* **WORK TASK 1**
List each topic the excerpt below says the author will cover in this post.
* **WORK TASK 2**
Please transcribe the excerpt below, starting with "I’ll also talk" and going on through "some graphical presentations.".
* **WORK TASK 3**
Shorten the paragraph of the excerpt below that begins "In future posts" while keeping its main facts.

* **TEXT**
● ● ● ●
This is one of the papers referenced in my recent post on seasonality of COVID-19. The paper does several things that seem interesting:
- It looks at past incidence of “common cold” coronaviruses, estimating the viruses’ reproduction numbers (R) over time, and from that their degrees of cross-immunity and the seasonal effect on their transmission.
- It fits an ODE model for the two common cold betacoronaviruses, which are related to SARS-CoV-2 (the virus for COVID-19), using the same data.
- It then adds SARS-CoV-2 to this ODE model, and looks at various scenarios for the future, varying the duration of immunity for SARS-CoV-2, the degree of cross-immunity of SARS-CoV-2 and common cold betacoronaviruses, and the effect of season on SARS-CoV-2 transmission.
In future posts, I’ll discuss the substance of these contributions. In this post, I’ll talk about my efforts at reproducing the results in the paper from the code and data available, which is a prerequisite for examining why the results are as they are, and for looking at how the methods used might be improved.
I’ll also talk about an amusing / horrifying aspect of the R code used, which I encountered along the way, about CDC data sharing policy, and about the authors’ choices regarding some graphical presentations.
● ● ● ●
* **DATA**
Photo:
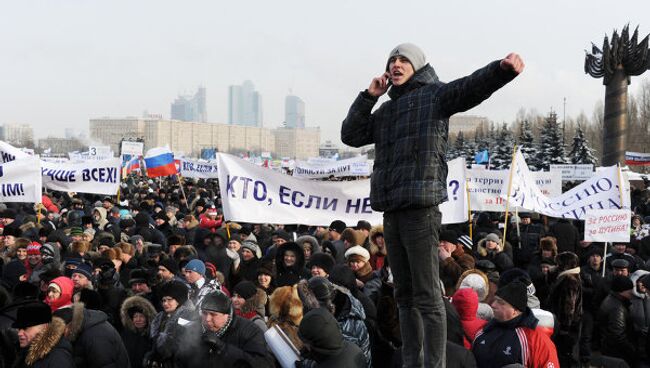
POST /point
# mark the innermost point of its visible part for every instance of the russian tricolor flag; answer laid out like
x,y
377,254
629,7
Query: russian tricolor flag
x,y
159,162
133,165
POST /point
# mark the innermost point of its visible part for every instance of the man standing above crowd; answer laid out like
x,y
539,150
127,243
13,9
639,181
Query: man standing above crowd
x,y
410,133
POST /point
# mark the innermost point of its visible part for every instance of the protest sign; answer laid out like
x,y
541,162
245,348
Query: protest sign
x,y
455,209
132,148
608,225
255,194
574,172
197,169
98,177
485,187
9,153
314,169
20,180
602,191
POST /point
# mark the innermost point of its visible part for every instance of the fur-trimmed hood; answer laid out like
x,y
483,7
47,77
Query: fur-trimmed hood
x,y
140,303
374,249
256,303
482,247
285,305
82,319
315,247
46,341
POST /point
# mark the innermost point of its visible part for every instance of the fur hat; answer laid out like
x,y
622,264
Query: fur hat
x,y
413,53
84,269
286,304
476,280
321,260
217,301
245,289
175,289
197,266
253,247
492,237
516,294
338,226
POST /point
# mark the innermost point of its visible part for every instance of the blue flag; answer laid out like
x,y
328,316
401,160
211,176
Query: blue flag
x,y
481,157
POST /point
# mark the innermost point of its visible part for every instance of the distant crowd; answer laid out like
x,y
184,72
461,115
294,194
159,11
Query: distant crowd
x,y
155,277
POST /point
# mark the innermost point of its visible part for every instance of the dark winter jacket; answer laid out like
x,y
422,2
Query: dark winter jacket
x,y
616,330
137,342
410,134
48,350
244,346
287,276
517,341
351,316
328,347
96,343
165,332
565,300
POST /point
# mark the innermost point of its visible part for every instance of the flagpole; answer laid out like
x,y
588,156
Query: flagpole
x,y
180,181
512,166
620,184
469,210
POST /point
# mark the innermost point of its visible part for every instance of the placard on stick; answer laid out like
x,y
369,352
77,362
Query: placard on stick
x,y
607,225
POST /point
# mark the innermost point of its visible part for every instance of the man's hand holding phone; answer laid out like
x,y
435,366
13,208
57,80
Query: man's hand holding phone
x,y
379,85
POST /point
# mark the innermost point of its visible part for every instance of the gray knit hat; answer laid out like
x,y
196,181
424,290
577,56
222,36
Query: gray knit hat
x,y
411,52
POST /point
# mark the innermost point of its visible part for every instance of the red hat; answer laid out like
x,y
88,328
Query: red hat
x,y
34,248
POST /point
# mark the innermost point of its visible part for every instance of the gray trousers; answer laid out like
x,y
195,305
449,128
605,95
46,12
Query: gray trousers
x,y
412,241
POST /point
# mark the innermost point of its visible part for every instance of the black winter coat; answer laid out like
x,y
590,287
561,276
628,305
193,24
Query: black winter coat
x,y
244,347
616,329
96,343
410,133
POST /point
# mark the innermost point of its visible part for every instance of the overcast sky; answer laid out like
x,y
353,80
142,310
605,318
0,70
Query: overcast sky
x,y
65,62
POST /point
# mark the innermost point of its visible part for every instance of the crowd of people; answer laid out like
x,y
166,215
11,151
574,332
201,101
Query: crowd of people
x,y
155,280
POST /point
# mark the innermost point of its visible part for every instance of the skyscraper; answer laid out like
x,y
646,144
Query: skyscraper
x,y
294,112
245,105
190,108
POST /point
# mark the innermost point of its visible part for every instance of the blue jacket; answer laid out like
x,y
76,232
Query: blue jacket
x,y
410,134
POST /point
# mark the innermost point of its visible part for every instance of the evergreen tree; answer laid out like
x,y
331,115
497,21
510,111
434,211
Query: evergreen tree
x,y
502,151
469,153
525,143
551,148
581,153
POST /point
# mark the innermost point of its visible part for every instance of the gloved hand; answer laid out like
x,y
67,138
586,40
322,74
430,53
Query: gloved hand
x,y
234,256
214,343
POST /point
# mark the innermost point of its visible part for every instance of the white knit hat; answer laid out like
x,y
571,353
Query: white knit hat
x,y
359,251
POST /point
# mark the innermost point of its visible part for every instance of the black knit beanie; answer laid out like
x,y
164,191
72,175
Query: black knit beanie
x,y
515,293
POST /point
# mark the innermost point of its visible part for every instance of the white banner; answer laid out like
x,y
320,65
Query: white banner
x,y
455,209
197,169
9,153
356,166
132,148
485,187
574,172
98,177
600,192
20,180
255,194
608,225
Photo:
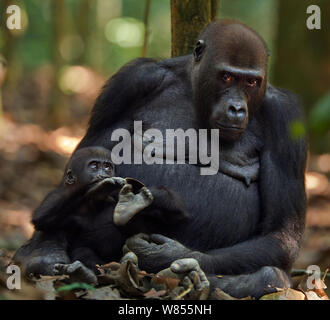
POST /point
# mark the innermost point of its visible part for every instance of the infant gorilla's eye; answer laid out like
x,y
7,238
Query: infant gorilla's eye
x,y
252,82
93,165
226,77
107,166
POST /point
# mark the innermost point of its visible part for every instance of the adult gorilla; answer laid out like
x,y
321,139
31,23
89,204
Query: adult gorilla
x,y
247,220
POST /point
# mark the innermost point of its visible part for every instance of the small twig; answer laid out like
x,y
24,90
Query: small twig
x,y
325,274
146,28
184,293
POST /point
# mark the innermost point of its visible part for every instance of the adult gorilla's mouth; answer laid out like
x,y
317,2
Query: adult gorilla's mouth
x,y
235,129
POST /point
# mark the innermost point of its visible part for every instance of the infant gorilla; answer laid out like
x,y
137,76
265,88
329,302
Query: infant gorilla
x,y
96,218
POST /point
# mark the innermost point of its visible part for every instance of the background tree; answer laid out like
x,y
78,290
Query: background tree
x,y
302,63
188,18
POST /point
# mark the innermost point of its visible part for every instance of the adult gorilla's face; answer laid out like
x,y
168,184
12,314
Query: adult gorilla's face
x,y
228,78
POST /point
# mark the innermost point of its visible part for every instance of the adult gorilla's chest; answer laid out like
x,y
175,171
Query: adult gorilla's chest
x,y
224,208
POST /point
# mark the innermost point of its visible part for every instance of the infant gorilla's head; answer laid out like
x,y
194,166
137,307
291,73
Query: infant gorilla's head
x,y
88,166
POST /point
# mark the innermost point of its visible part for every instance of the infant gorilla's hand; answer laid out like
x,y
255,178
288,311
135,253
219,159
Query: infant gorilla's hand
x,y
129,204
105,187
155,252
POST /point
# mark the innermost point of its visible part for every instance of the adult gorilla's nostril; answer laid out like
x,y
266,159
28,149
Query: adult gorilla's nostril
x,y
236,112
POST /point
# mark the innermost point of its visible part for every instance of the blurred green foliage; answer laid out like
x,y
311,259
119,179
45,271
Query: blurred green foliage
x,y
106,34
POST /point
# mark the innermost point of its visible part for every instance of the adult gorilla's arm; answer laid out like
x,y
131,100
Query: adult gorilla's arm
x,y
126,90
282,193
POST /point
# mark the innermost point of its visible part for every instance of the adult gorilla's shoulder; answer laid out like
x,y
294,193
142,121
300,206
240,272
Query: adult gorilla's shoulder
x,y
126,89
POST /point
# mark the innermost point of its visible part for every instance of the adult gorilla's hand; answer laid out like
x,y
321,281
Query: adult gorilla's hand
x,y
156,252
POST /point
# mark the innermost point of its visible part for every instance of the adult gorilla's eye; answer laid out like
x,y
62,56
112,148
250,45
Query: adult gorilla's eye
x,y
107,166
252,82
93,165
226,77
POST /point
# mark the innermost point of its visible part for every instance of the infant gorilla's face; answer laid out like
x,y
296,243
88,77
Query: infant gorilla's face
x,y
89,166
97,170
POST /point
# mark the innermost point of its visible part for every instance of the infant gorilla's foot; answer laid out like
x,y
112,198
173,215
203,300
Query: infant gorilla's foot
x,y
77,272
192,275
129,204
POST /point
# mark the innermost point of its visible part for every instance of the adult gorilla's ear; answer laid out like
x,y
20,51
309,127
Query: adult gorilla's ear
x,y
199,49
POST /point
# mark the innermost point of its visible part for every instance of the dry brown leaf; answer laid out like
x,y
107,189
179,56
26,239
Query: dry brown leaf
x,y
287,294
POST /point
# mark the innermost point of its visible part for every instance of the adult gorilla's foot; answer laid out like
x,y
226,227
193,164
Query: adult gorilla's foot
x,y
191,275
129,256
129,204
255,285
77,272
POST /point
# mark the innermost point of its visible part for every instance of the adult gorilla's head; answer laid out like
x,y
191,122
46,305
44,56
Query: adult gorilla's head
x,y
229,76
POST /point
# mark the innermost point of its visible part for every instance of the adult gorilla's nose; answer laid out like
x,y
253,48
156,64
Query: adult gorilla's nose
x,y
237,111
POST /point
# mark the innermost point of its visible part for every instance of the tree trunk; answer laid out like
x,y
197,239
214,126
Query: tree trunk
x,y
189,17
58,112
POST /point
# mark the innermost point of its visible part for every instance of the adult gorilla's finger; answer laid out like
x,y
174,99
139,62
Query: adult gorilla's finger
x,y
139,240
185,265
158,238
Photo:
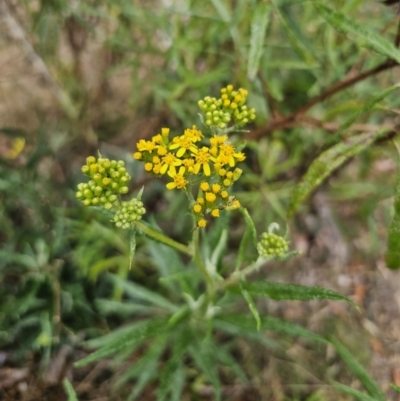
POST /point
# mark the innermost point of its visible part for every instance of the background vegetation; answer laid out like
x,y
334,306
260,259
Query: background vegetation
x,y
87,75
● ● ● ●
* **EXPECTED OUTPUT 1**
- Efforts at reproducing the paper's results from the available code and data
- An amusing / horrifying aspect of the R code used
- CDC data sharing policy
- The authors' choices regarding some graphical presentations

* **EXPECTED OUTPUT 2**
I’ll also talk about an amusing / horrifying aspect of the R code used, which I encountered along the way, about CDC data sharing policy, and about the authors’ choices regarding some graphical presentations.

* **EXPECTED OUTPUT 3**
The substance of the paper's contributions will be discussed in later posts. This post covers the author's attempts to reproduce the paper's results from the available code and data, a step needed before examining why the results are what they are and how the methods might be improved.